■ Document extract ■
>>>>
How to get a list of etcd cluster nodes (option 1)

Use the etcdctl member list command.

Example:

d8 k -n kube-system exec -ti $(d8 k -n kube-system get pod -l component=etcd,tier=control-plane -o name | head -n1) -- \
etcdctl --cacert /etc/kubernetes/pki/etcd/ca.crt \
--cert /etc/kubernetes/pki/etcd/ca.crt --key /etc/kubernetes/pki/etcd/ca.key \
--endpoints https://127.0.0.1:2379/ member list -w table

Warning. The last parameter in the output table shows that the etcd cluster node is in the learner state, not the leader state.

How to get a list of cluster nodes etcd (option 2)

Use the etcdctl endpoint status command. For this command, after the --endpoints flag, you need to substitute the address of each control-plane node.

The true value in the fifth column of the output indicates the leader.

An example of a script that automatically transfers all addresses of control-plane nodes:

MASTER_NODE_IPS=($(d8 k get nodes -l \
node-role.kubernetes.io/control-plane="" \
-o 'custom-columns=IP:.status.addresses[?(@.type=="InternalIP")].address' \
--no-headers))
unset ENDPOINTS_STRING
for master_node_ip in ${MASTER_NODE_IPS[@]}
do ENDPOINTS_STRING+="--endpoints https://${master_node_ip}:2379 "
done
d8 k -n kube-system exec -ti $(d8 k -n kube-system get pod \
-l component=etcd,tier=control-plane -o name | head -n1)\
-- etcdctl --cacert /etc/kubernetes/pki/etcd/ca.crt --cert /etc/kubernetes/pki/etcd/ca.crt \
--key /etc/kubernetes/pki/etcd/ca.key \
$(echo -n $ENDPOINTS_STRING) endpoint status -w table

How to add master nodes to a cloud cluster

The following describes the conversion of a single-master cluster into a multi-master.

Before adding nodes, ensure you have the required quotas in the cloud provider.

It is important to have an odd number of masters to ensure a quorum.
<<<<
■ Data provided ■
>>>>
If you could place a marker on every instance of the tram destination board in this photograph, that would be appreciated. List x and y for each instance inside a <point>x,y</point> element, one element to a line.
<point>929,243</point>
<<<<
■ Set task ■
In the etcd guide, what value in the fifth column of the endpoint status output marks the leader? The lines play no part here.

■ Output below ■
The value true marks the leader.